## WORK ITEM A
In the essay on writing personal poetry, during the writing of which book did the writer come to realize something close to the "muse experience"?
## WORK ITEM B
Continue the essay on writing personal poetry from its final line.

## DOCUMENT EXTRACT

Poetry gives us the chance to enter the lives of others in a new way; to be guided by that entry into experiences that are less our own but that enrich just the same, a sense of common humanity. The first person, in my experience, connects directly with the reader. But change is always possible. Perhaps the third person might in future books become a renewed way into the poem, or the first person a new character with just enough distance to maintain its own veracity and yet be the story we tell ourselves of who we might be.
*
During the process of writing Silence & Its Tongues I realised something close to the ‘muse experience’, but again it was a very interior feeling. Some of those poems are about the way a depressed mother can fail to delineate the boundary between herself and her daughter to the point where confusion of identity occurs and a merging takes place. This is, of course, unhealthy for the child, who doesn’t learn where she begins and her mother ends. But I began to understand one of the reasons I write personal poetry: so I can hear myself. My muse is the one who stands within me, loves me, and who will always listen. No audience needed—just her. This has been both startling and confronting as I have been finally cutting myself away:
Once words are down here, you’ll be on the outside.
They do it to conjoined twins.
It’s bound to hurt.
It’s sliding along my spine now—
the filleting knife. (‘Adhesion’)

## SUPPLIED MATERIAL
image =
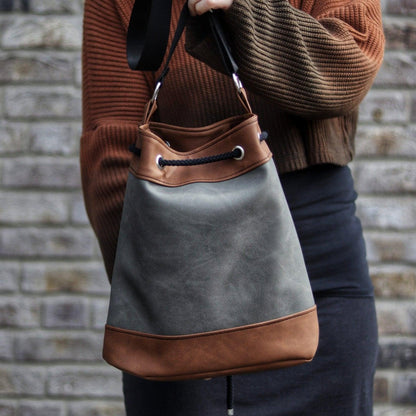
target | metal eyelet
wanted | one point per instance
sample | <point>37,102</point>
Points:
<point>241,157</point>
<point>158,159</point>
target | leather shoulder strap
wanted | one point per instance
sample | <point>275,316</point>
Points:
<point>148,33</point>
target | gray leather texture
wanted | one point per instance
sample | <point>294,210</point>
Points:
<point>207,256</point>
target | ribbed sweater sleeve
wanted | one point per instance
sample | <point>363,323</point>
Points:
<point>315,59</point>
<point>113,102</point>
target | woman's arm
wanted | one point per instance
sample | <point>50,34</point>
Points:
<point>312,58</point>
<point>113,101</point>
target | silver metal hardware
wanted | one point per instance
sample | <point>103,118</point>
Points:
<point>158,158</point>
<point>241,157</point>
<point>237,82</point>
<point>156,92</point>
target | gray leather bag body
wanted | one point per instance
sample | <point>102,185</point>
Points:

## OUTPUT A
Silence & Its Tongues

## OUTPUT B
So, my own poetry emerges directly from my own experience. But it’s more than that. The poetry emerges from the array of experiences that come to many of us in our struggle to live and understand life and death. It is written in the desire to really connect, to communicate. I hope that when people read these books it is themselves they see, with all their vulnerability and strength, their pain and their ordinary courage. This is the universality of our shared life. In all my work, there has always been a desire to find truth as I know it, a belief that speaking and communication are crucial to our connection with our humanity. For me, whether it was my book on identity, Woman Herself (1988), or the analysis of reproductive and genetic engineering in Living Laboratories (1992), or in my poetry, I want to hold up life for a good viewing. This is, I think, a moral enterprise.
NOTE An earlier version of this essay was presented as a paper at the Major National Library of Australia in Canberra in May 2008.
SOURCES * Eavan Boland, ‘The Wrong Way’, in W.N. Herbert and Matthew Hollis (eds), Strong Words, Bloodaxe, London, 2000.
Lorna Crozier http://www.lornacrozier.ca/
Robert Graves, The White Goddess, Faber & Faber, London, 1948.
Patricia Boyle Haberstroh (ed.), My Self, My Muse. Irish Women Reflect on Life and Art, Syracuse University Press, Syracuse, 2001.
Seamus Heaney, ‘Feeling into Words’, in his Finders Keepers. Selected Prose 1971–2001, Faber & Faber, London, 2002.
Robyn Rowland, Fiery Waters, Five Islands Press, Wollongong, NSW, 2001.
Robyn Rowland, Filigree in Blood, Longman Cheshire, Melbourne, 1982.
Robyn Rowland, Living Laboratories. Women and Reproductive Technology, Pan Macmillan, Sydney, 1992.
Robyn Rowland, Perverse Serenity, Heinemann, Melbourne, 1990.
Robyn Rowland, Shadows at the Gate, Five Islands Press, Wollongong, NSW, 2004.
Robyn Rowland, Silence & Its Tongues , Five Islands Press, Melbourne, 2004.
Robyn Rowland, Woman Herself. A Transdisciplinary Perspective on Women’s Identity, Oxford University Press, Melbourne, 1988.